(Collected data entries)
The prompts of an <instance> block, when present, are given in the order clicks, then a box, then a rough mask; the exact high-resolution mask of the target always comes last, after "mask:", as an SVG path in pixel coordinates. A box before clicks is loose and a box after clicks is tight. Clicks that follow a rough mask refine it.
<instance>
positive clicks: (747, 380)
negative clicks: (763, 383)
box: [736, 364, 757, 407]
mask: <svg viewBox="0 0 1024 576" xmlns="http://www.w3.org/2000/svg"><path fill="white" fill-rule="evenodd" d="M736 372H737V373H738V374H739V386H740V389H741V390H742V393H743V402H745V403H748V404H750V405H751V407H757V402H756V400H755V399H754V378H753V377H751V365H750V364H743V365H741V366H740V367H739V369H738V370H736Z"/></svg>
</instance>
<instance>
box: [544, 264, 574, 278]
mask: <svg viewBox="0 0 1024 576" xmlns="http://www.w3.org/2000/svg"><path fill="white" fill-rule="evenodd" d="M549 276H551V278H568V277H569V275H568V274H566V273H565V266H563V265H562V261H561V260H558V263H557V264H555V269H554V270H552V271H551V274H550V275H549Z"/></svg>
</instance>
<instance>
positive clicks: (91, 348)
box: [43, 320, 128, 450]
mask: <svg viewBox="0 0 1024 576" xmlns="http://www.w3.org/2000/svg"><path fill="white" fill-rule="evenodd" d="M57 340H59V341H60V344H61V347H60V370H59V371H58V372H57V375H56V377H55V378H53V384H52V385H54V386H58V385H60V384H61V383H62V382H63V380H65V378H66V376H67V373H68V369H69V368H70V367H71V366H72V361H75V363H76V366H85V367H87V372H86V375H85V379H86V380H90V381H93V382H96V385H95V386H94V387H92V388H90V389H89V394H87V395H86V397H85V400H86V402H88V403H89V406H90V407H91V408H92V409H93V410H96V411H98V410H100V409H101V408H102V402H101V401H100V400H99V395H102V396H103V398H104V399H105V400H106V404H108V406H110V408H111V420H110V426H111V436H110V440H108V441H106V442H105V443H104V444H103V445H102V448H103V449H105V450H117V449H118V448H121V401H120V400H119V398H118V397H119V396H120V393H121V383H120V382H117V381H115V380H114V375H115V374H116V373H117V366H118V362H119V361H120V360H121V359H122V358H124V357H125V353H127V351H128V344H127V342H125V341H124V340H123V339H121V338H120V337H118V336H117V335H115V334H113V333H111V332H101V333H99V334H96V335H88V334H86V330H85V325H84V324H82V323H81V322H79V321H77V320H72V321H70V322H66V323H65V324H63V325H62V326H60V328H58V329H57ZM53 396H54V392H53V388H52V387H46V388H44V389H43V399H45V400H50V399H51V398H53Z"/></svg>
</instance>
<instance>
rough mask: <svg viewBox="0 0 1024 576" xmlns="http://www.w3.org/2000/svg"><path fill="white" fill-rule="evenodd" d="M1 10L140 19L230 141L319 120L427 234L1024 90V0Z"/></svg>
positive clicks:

> [Task prompt]: Faithfully reproduce all of the records, character for character.

> [Completed exercise]:
The prompts of an <instance> block, when present, are given in the order clicks, then a box, then a rough mask; the exact high-resolution mask of the target always comes last, after "mask:", as an SVG path in pixel coordinates. A box before clicks is loose and a box after clicks is tight. Clicks that follow a rough mask refine it.
<instance>
positive clicks: (747, 380)
negative clicks: (763, 383)
box: [736, 364, 757, 407]
mask: <svg viewBox="0 0 1024 576" xmlns="http://www.w3.org/2000/svg"><path fill="white" fill-rule="evenodd" d="M736 372H737V373H738V374H739V386H740V389H741V390H742V393H743V402H745V403H748V404H750V405H751V407H757V402H756V400H755V399H754V378H753V377H751V365H750V364H743V365H741V366H740V367H739V369H738V370H736Z"/></svg>
</instance>
<instance>
box: [544, 264, 574, 278]
mask: <svg viewBox="0 0 1024 576" xmlns="http://www.w3.org/2000/svg"><path fill="white" fill-rule="evenodd" d="M549 276H551V278H568V277H569V275H568V274H566V273H565V266H563V265H562V261H561V260H558V263H557V264H555V269H554V270H552V271H551V274H550V275H549Z"/></svg>
</instance>
<instance>
positive clicks: (91, 348)
box: [43, 320, 128, 450]
mask: <svg viewBox="0 0 1024 576" xmlns="http://www.w3.org/2000/svg"><path fill="white" fill-rule="evenodd" d="M57 340H59V341H60V344H61V347H60V370H59V371H58V372H57V375H56V377H55V378H53V384H52V385H54V386H58V385H60V384H61V383H62V382H63V380H65V378H66V376H67V373H68V369H69V368H70V367H71V366H72V361H75V363H76V366H85V367H87V372H86V375H85V379H86V380H90V381H93V382H96V385H95V386H94V387H92V388H90V389H89V394H87V395H86V397H85V400H86V402H88V403H89V406H90V407H91V408H92V409H93V410H96V411H98V410H100V409H101V408H102V402H101V401H100V400H99V395H102V396H103V398H104V399H105V400H106V404H108V406H110V408H111V420H110V426H111V436H110V440H108V441H106V442H105V443H104V444H103V445H102V448H103V449H105V450H117V449H118V448H121V401H120V400H119V398H118V397H119V396H120V393H121V383H120V382H117V381H115V380H114V375H115V374H116V373H117V366H118V362H119V361H120V360H121V359H122V358H124V357H125V353H127V351H128V344H127V342H125V341H124V340H123V339H121V338H120V337H118V336H117V335H115V334H113V333H111V332H101V333H99V334H96V335H88V334H86V330H85V325H84V324H82V323H81V322H79V321H77V320H72V321H70V322H66V323H65V324H63V325H62V326H60V328H58V329H57ZM53 396H54V392H53V388H52V387H46V388H44V389H43V399H45V400H50V399H51V398H53Z"/></svg>
</instance>
<instance>
rough mask: <svg viewBox="0 0 1024 576" xmlns="http://www.w3.org/2000/svg"><path fill="white" fill-rule="evenodd" d="M1 10L140 19L230 141L319 120L427 234L1024 90V0Z"/></svg>
positive clicks:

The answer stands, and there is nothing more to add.